— start TEXT —
I think so too. Lots of data and lots of math. But not of any practical use.


I built the spreadsheet to be able to easily tell how much a a year in one resort compares to one year in another resort in terms of Wyndham points and how much this varies across the whole Wyndham club. My goal is to figure out how to use this information to determine the relative value of points in different systems (HICV for me, but if we collectively come up with an algorithm, it would be extensible across other systems).

The other approach is just to use bulk rental costs (if Wyndham bulk rental points costs 80% of HICV bulk rental points, then Wyndham points are 80% less valuable than HICV points).

Determining bulk point rental rates allows you to determine the owner cost of a specific reservation (based on points for the stay), which can be used for personal or rental purposes to decide whether a given reservation is worth making as an owner in one system vs. another or whether hotels or whether paying cash is better.
— end TEXT —
■ TASK GOAL
Replace "spreadsheet" with "workbook" in the post on Wyndham points, and write out the passage that begins at the words "I think so too." and stops after "than HICV points).". The items after this point come from a separate source.
— start RAW DATA —
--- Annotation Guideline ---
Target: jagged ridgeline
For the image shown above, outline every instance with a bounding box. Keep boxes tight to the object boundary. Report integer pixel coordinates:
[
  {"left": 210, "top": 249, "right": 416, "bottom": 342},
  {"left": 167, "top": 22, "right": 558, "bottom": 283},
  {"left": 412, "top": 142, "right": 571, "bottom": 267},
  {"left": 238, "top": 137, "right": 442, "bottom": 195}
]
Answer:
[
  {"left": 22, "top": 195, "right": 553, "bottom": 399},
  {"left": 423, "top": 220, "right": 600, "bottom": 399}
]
— end RAW DATA —
■ THE OUTPUT
I think so too. Lots of data and lots of math. But not of any practical use.


I built the workbook to be able to easily tell how much a a year in one resort compares to one year in another resort in terms of Wyndham points and how much this varies across the whole Wyndham club. My goal is to figure out how to use this information to determine the relative value of points in different systems (HICV for me, but if we collectively come up with an algorithm, it would be extensible across other systems).

The other approach is just to use bulk rental costs (if Wyndham bulk rental points costs 80% of HICV bulk rental points, then Wyndham points are 80% less valuable than HICV points).